▶ Page extract
((

ST601716@BROWNVM.BITNET ("Seth R. Trotz") (07/28/89)
Re: Getting a neural network to read newspaper articles. It is certainly a good suggestion that a neural network is well suited to the task of providing a numeric rating for some form of input. However, you suggest that the network be fed in an article as the input vector. Generally, one uses an input vector with only a handful of coordinates...Say 10..500 input units, 10..300 hidden units, and then one output unit if the output is supposed to be a single real number. If the entire text of an article were fed into the network as a vector of integers of length equal to the length (in characters) of the article where each component of the vector was the Ascii value of the given character, then the network would have to be huge!! [I.E. number of input units=length of largest article you want it to process] What you need to do, I would guess, is provide some form of hash function to reduce the task. Perhaps create a dictionary of 10,000 of the most common words in the English language. This would cover a good percentage of all words in any given article. Then, process your article by substituting the number from 1..10,000 for each word. If 1=The and 2=dog and 3=ran then "The dog ran"-->(1,2,3) This three component vector could easily be fed into the network. You get the advantage that the size of the input layer of the network is reduced to the length of the article in words. Arguably, you might want to then examine word groups...to reduce things even further. But more generally, I would suggest that you examine the standard text in neural networks, Parallel Distributed Processing by Rumelhart and McClellan (Chapter 9 I think) to see what kinds of tasks NN have been trained to perform successfully. Hope this helps ! Seth Trotz
koreth@panarthea.sun.com (Steven Grimm) (07/28/89)

))

▶ Material supplied
((

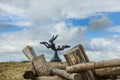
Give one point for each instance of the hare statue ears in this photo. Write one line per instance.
(53, 38)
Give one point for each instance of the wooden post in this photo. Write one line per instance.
(40, 66)
(77, 55)
(29, 74)
(49, 78)
(63, 73)
(93, 65)
(29, 52)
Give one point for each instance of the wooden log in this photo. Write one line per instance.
(49, 78)
(93, 65)
(40, 66)
(63, 73)
(111, 71)
(77, 55)
(29, 52)
(29, 74)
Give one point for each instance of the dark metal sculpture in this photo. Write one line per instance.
(52, 45)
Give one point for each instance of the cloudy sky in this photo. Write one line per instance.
(93, 23)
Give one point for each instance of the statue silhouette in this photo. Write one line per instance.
(52, 45)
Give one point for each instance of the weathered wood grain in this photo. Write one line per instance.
(49, 78)
(63, 73)
(41, 66)
(77, 55)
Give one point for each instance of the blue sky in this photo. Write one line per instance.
(93, 23)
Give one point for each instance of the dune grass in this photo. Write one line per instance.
(15, 70)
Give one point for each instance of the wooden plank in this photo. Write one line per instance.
(40, 66)
(49, 78)
(29, 52)
(63, 73)
(77, 55)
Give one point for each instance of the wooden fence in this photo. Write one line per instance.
(79, 67)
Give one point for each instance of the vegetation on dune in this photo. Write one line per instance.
(15, 70)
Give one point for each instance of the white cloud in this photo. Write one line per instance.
(104, 48)
(114, 29)
(6, 8)
(47, 11)
(100, 23)
(14, 42)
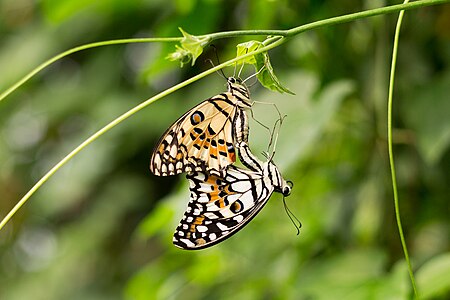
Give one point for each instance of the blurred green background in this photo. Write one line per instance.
(101, 228)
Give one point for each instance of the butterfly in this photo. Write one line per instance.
(220, 206)
(204, 138)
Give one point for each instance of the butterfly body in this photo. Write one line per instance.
(221, 206)
(204, 138)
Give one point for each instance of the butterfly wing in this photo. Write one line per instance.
(220, 207)
(202, 139)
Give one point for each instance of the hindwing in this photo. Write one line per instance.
(220, 206)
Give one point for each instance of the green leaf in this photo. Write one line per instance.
(191, 48)
(263, 67)
(433, 278)
(267, 75)
(249, 47)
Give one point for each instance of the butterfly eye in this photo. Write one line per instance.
(197, 117)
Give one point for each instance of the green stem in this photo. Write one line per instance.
(229, 34)
(391, 152)
(270, 45)
(124, 117)
(77, 49)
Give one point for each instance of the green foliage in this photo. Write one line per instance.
(102, 227)
(263, 68)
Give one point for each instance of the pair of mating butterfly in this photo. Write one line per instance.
(203, 142)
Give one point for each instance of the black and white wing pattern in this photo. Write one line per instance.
(204, 138)
(221, 206)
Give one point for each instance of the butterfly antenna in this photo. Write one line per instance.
(292, 217)
(275, 133)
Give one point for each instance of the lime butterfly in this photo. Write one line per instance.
(204, 138)
(222, 205)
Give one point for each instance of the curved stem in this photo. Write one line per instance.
(122, 118)
(229, 34)
(271, 43)
(391, 152)
(77, 49)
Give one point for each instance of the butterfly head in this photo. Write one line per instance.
(238, 89)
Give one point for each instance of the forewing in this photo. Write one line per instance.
(202, 139)
(220, 207)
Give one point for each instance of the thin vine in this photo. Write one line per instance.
(279, 37)
(391, 152)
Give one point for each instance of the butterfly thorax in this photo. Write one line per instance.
(239, 91)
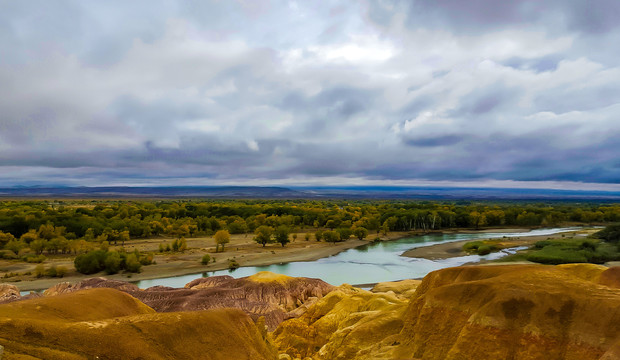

))

▶ Job
In the post about feeding newspaper articles to a neural network, how many of the most common English words does the suggested dictionary contain? The entries have nothing to do with the post.

▶ Output for this exercise
10,000